> Objective: Set out every line of the entries below as a JSON list of strings, one string per line, leaving out blank lines and any pictures.

[Point annotations for photos]

— START —

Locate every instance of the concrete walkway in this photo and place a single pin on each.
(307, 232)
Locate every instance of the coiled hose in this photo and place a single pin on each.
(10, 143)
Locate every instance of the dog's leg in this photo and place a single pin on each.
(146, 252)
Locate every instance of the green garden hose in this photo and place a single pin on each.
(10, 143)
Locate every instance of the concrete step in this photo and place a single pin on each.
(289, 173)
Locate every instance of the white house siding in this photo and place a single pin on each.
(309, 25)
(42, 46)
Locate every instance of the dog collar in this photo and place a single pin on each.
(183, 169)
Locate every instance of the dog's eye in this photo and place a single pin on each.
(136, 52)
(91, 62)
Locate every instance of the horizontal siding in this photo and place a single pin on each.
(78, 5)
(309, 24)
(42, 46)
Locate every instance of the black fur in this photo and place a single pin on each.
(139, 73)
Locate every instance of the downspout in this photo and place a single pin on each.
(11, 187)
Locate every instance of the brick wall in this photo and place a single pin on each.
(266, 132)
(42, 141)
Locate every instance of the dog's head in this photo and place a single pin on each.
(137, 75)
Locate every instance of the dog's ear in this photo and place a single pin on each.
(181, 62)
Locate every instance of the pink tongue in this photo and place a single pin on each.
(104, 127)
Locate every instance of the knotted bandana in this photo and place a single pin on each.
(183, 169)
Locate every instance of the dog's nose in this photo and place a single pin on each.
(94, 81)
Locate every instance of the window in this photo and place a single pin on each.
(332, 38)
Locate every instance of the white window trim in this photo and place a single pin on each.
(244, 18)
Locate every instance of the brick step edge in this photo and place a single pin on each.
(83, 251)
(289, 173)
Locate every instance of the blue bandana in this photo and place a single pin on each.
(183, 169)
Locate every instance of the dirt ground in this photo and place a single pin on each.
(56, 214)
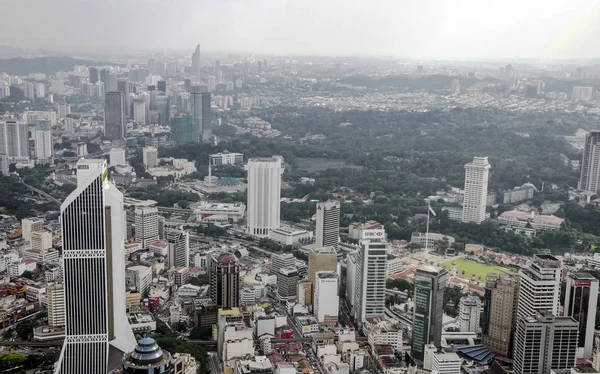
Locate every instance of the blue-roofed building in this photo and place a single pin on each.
(477, 353)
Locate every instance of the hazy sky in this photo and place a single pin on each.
(403, 28)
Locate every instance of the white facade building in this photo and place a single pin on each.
(95, 317)
(326, 300)
(264, 195)
(476, 182)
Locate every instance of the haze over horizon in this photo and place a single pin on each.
(428, 29)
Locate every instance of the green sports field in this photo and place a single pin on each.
(471, 267)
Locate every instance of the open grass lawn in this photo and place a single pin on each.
(471, 267)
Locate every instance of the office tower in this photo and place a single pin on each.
(539, 287)
(14, 139)
(476, 180)
(321, 259)
(148, 357)
(150, 157)
(544, 342)
(29, 226)
(123, 87)
(93, 75)
(43, 145)
(179, 248)
(92, 220)
(287, 283)
(371, 274)
(327, 302)
(264, 195)
(281, 260)
(116, 156)
(430, 282)
(499, 312)
(55, 295)
(224, 275)
(590, 163)
(469, 312)
(196, 63)
(581, 298)
(327, 231)
(184, 130)
(146, 225)
(114, 115)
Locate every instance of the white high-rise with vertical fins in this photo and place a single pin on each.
(92, 220)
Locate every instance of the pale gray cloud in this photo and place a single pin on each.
(405, 28)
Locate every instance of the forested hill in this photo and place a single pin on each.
(47, 65)
(428, 82)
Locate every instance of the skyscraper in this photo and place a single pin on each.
(264, 195)
(499, 313)
(93, 219)
(179, 248)
(146, 225)
(430, 282)
(539, 287)
(224, 275)
(326, 300)
(544, 342)
(328, 224)
(14, 139)
(581, 298)
(476, 181)
(590, 163)
(114, 115)
(371, 275)
(196, 63)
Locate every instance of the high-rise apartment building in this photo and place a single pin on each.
(469, 313)
(539, 287)
(224, 275)
(114, 115)
(55, 295)
(287, 283)
(476, 181)
(326, 300)
(14, 139)
(43, 145)
(146, 225)
(150, 157)
(499, 313)
(544, 342)
(581, 298)
(179, 248)
(327, 230)
(281, 260)
(92, 220)
(264, 195)
(589, 179)
(371, 275)
(430, 282)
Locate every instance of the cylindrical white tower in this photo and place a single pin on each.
(264, 195)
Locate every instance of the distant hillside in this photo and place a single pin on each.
(47, 65)
(429, 82)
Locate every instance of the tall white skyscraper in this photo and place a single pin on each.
(14, 139)
(327, 231)
(43, 145)
(264, 195)
(146, 225)
(590, 163)
(179, 248)
(371, 274)
(539, 288)
(93, 220)
(476, 180)
(326, 300)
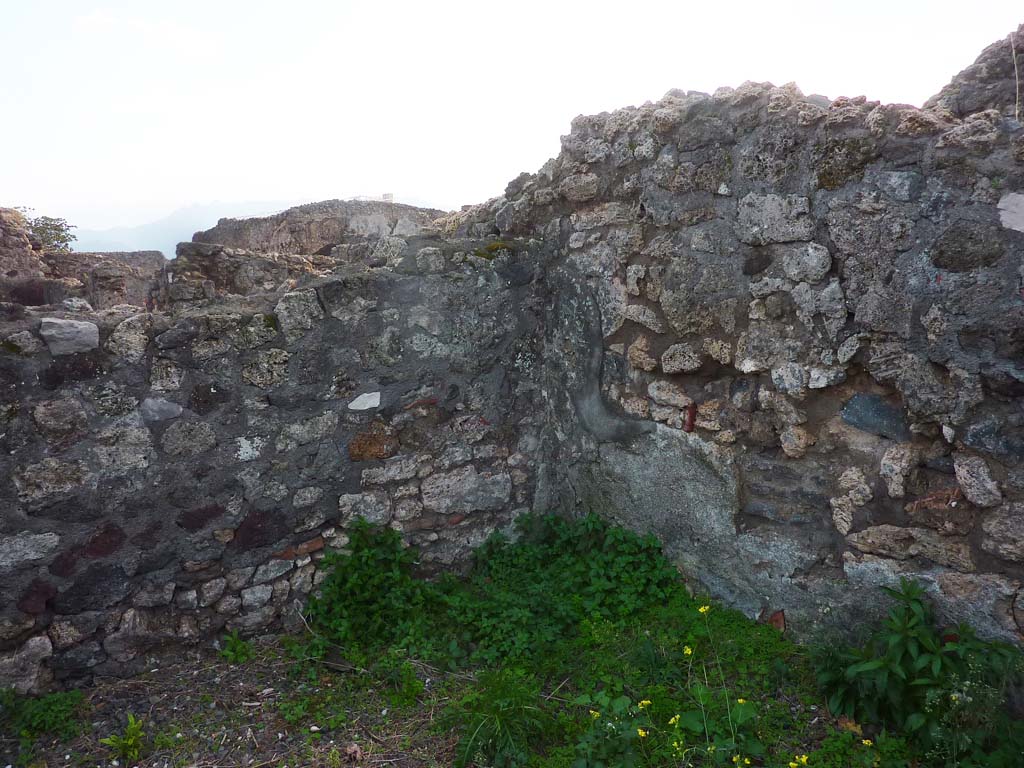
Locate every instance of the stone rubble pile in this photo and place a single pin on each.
(784, 335)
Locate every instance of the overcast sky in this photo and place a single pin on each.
(117, 113)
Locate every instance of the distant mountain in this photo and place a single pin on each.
(165, 233)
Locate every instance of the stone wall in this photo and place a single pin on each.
(176, 472)
(32, 275)
(782, 334)
(317, 226)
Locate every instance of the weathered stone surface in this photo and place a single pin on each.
(871, 414)
(310, 228)
(188, 438)
(745, 322)
(310, 430)
(298, 312)
(466, 491)
(23, 342)
(165, 376)
(366, 401)
(808, 263)
(374, 506)
(774, 218)
(1005, 532)
(796, 440)
(267, 369)
(22, 670)
(157, 409)
(130, 339)
(899, 543)
(974, 478)
(680, 358)
(667, 393)
(60, 420)
(48, 478)
(896, 465)
(26, 548)
(69, 337)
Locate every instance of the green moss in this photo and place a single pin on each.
(842, 160)
(491, 250)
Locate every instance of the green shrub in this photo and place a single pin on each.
(369, 599)
(399, 679)
(847, 750)
(128, 744)
(499, 720)
(55, 715)
(235, 649)
(945, 689)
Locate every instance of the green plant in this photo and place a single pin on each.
(370, 599)
(498, 720)
(128, 744)
(943, 688)
(235, 649)
(491, 250)
(58, 716)
(851, 750)
(398, 677)
(53, 233)
(617, 729)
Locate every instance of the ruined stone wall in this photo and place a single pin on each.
(312, 227)
(32, 275)
(785, 335)
(168, 474)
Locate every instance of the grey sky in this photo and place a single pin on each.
(117, 113)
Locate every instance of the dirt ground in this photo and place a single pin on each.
(203, 712)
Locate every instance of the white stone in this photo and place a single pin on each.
(248, 449)
(69, 337)
(1012, 211)
(366, 401)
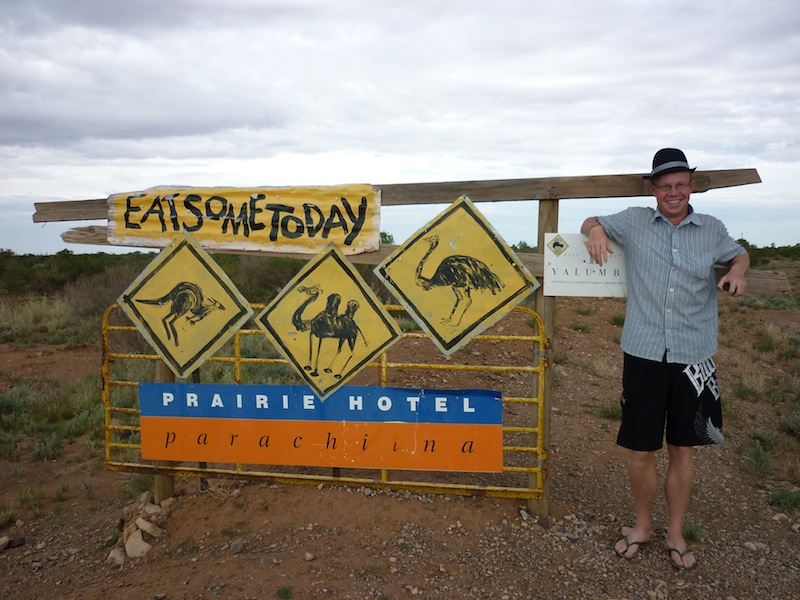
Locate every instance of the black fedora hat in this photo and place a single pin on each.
(669, 160)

— END —

> Task answer:
[
  "Locate every instance of the concrete walkway in this photo and place a single pin on each.",
  "(307, 232)",
  "Locate every instance of the coiled hose in this photo and place a single pin on each.",
  "(10, 143)",
  "Locate every instance of the dog's leg in this photo and place a single pin on each.",
  "(146, 252)",
  "Locate every instance of the green garden hose in this photo and place a single pin on each.",
  "(10, 143)",
  "Locate every instance of the concrete step in this photo and place a single pin on each.",
  "(289, 173)",
  "Locate every instance of the white house siding in this photo and place a single pin on each.",
  "(309, 25)",
  "(42, 46)",
  "Locate every instance of the dog collar in this photo and place a single pin on each.",
  "(183, 169)",
  "Locate every instance of the dog's eye in this photo and place a single pin on each.",
  "(136, 52)",
  "(91, 62)",
  "Locate every instance of the horizontal siding in this photo and place a single pin on each.",
  "(78, 5)",
  "(309, 24)",
  "(42, 46)",
  "Locate every instance of the black fur in this photo and place a single pin on each.",
  "(139, 73)",
  "Locate every instance of the downspout in this photo and place a single pin on each.",
  "(11, 187)",
  "Locate every instance of the brick wall in this photo and place a single pin on each.",
  "(266, 132)",
  "(42, 141)",
  "Locate every instance of the dog's head in this photo and place a single pin on each.",
  "(137, 75)",
  "Locate every instance of the dog's ear in this photo and place a single pin on each.",
  "(181, 62)",
  "Locate every instance of the pink tongue in this photo and place a single pin on each.",
  "(104, 127)",
  "Locate every instance of the knotted bandana in this photo and place a single pin on each.",
  "(183, 169)",
  "Locate every instance of the dog's nose in this photo and place a single pin on each.",
  "(94, 81)",
  "Locate every instance of the window in this photo and place a single pin on each.",
  "(332, 38)",
  "Locate every instance of the white window trim in this photo and place a single pin on each.",
  "(244, 18)",
  "Locate every instance of the brick step edge in this photo and place a single pin on each.",
  "(83, 251)",
  "(289, 173)",
  "Locate every instance of the blue bandana in this photo and place a single pin on each.",
  "(183, 169)",
  "Locate every instance of the dirt ground in this photo and place a single pin on each.",
  "(56, 214)",
  "Locate every instance of the blue-roofed building in this photo and place a single pin on each.",
  "(477, 353)",
  "Locate every instance of the hazy sky in this photo and place a single pin on each.",
  "(403, 28)",
  "Locate every instance of the white facade building in this photo and place a single pin on each.",
  "(95, 317)",
  "(326, 300)",
  "(264, 195)",
  "(476, 182)",
  "Locate every instance of the haze over horizon in this photo and place a single pin on each.",
  "(428, 29)",
  "Locate every instance of the green sports field in this photo and place a single pin on each.",
  "(471, 267)",
  "Locate every instance of the open grass lawn in this photo and place a single pin on each.",
  "(471, 267)",
  "Locate every instance of the office tower in this photo and place a single pin on each.",
  "(539, 287)",
  "(14, 139)",
  "(476, 180)",
  "(321, 259)",
  "(148, 357)",
  "(150, 157)",
  "(544, 342)",
  "(29, 226)",
  "(123, 87)",
  "(93, 75)",
  "(43, 145)",
  "(179, 248)",
  "(92, 220)",
  "(287, 283)",
  "(371, 274)",
  "(327, 302)",
  "(264, 195)",
  "(281, 260)",
  "(116, 156)",
  "(430, 282)",
  "(499, 312)",
  "(55, 295)",
  "(224, 275)",
  "(590, 163)",
  "(469, 312)",
  "(196, 63)",
  "(581, 298)",
  "(327, 231)",
  "(184, 130)",
  "(146, 225)",
  "(114, 115)",
  "Locate every instance of the white high-rise with vertical fins in this photo and place a single pin on each.",
  "(92, 220)",
  "Locate every instance of the pale gray cloud in this photo and place a single pin on each.",
  "(405, 28)",
  "Locate every instance of the forested hill in this photo and place a single pin on each.",
  "(47, 65)",
  "(428, 82)",
  "Locate every instance of the skyscraper in this photo and place a single pin on each.",
  "(264, 195)",
  "(499, 313)",
  "(93, 219)",
  "(179, 248)",
  "(146, 225)",
  "(430, 282)",
  "(539, 287)",
  "(224, 275)",
  "(326, 300)",
  "(544, 342)",
  "(328, 224)",
  "(14, 139)",
  "(581, 298)",
  "(476, 181)",
  "(590, 163)",
  "(114, 115)",
  "(371, 275)",
  "(196, 63)",
  "Locate every instance of the high-rise apartment building in this photo and place a single pin on each.",
  "(469, 313)",
  "(539, 287)",
  "(224, 275)",
  "(114, 115)",
  "(55, 295)",
  "(287, 283)",
  "(476, 181)",
  "(326, 300)",
  "(14, 139)",
  "(43, 145)",
  "(146, 225)",
  "(150, 157)",
  "(499, 313)",
  "(544, 342)",
  "(581, 298)",
  "(179, 248)",
  "(327, 230)",
  "(281, 260)",
  "(92, 220)",
  "(264, 195)",
  "(589, 179)",
  "(371, 275)",
  "(430, 282)",
  "Locate every instance of the cylindrical white tower in this photo and place a single pin on each.",
  "(264, 195)",
  "Locate every instance of the distant hillside in this photo and place a single pin on each.",
  "(47, 65)",
  "(429, 82)",
  "Locate every instance of the tall white skyscraper in this photo and place a single pin on each.",
  "(14, 139)",
  "(327, 231)",
  "(43, 145)",
  "(264, 195)",
  "(146, 225)",
  "(590, 163)",
  "(179, 248)",
  "(371, 274)",
  "(539, 288)",
  "(93, 220)",
  "(476, 180)",
  "(326, 300)",
  "Locate every instance of the stone rubble pile in this photo and place a single pin on each.",
  "(784, 335)",
  "Locate every instance of the overcast sky in this photo and place a single pin on each.",
  "(117, 113)",
  "Locate every instance of the distant mountain in this photo and place a single pin on each.",
  "(165, 233)",
  "Locate every instance of the stone wall in this photo and place a single pin on each.",
  "(176, 472)",
  "(32, 275)",
  "(782, 334)",
  "(317, 226)",
  "Locate every instance of the weathered stone surface in this photo and place a single pin on each.",
  "(871, 414)",
  "(310, 228)",
  "(188, 438)",
  "(745, 322)",
  "(310, 430)",
  "(298, 312)",
  "(466, 491)",
  "(23, 342)",
  "(165, 376)",
  "(366, 401)",
  "(808, 263)",
  "(374, 506)",
  "(774, 218)",
  "(1005, 532)",
  "(796, 440)",
  "(267, 369)",
  "(22, 670)",
  "(157, 409)",
  "(130, 339)",
  "(899, 543)",
  "(974, 478)",
  "(680, 358)",
  "(667, 393)",
  "(60, 420)",
  "(48, 478)",
  "(896, 465)",
  "(26, 548)",
  "(69, 337)",
  "Locate every instance of the green moss in this photo and place a single pin on each.",
  "(842, 160)",
  "(491, 250)",
  "Locate every instance of the green shrub in this photo and place a single pin on each.",
  "(369, 599)",
  "(399, 679)",
  "(847, 750)",
  "(128, 744)",
  "(499, 720)",
  "(55, 715)",
  "(235, 649)",
  "(945, 689)",
  "Locate every instance of the green plant in this photo and place a single pin on each.",
  "(370, 599)",
  "(498, 720)",
  "(128, 744)",
  "(943, 688)",
  "(235, 649)",
  "(491, 250)",
  "(58, 716)",
  "(851, 750)",
  "(398, 677)",
  "(53, 233)",
  "(617, 729)",
  "Locate every instance of the ruined stone wall in this photo and place a single pin on each.",
  "(312, 227)",
  "(32, 275)",
  "(785, 335)",
  "(168, 474)",
  "Locate every instance of the grey sky in this photo and place a single pin on each.",
  "(117, 113)",
  "Locate every instance of the dirt ground in this photo and place a single pin on each.",
  "(203, 712)",
  "Locate every instance of the white stone in this photo and place a single pin on each.",
  "(248, 449)",
  "(69, 337)",
  "(1012, 211)",
  "(366, 401)",
  "Locate every instance of the black fedora hat in this photo and place a single pin on each.",
  "(669, 160)"
]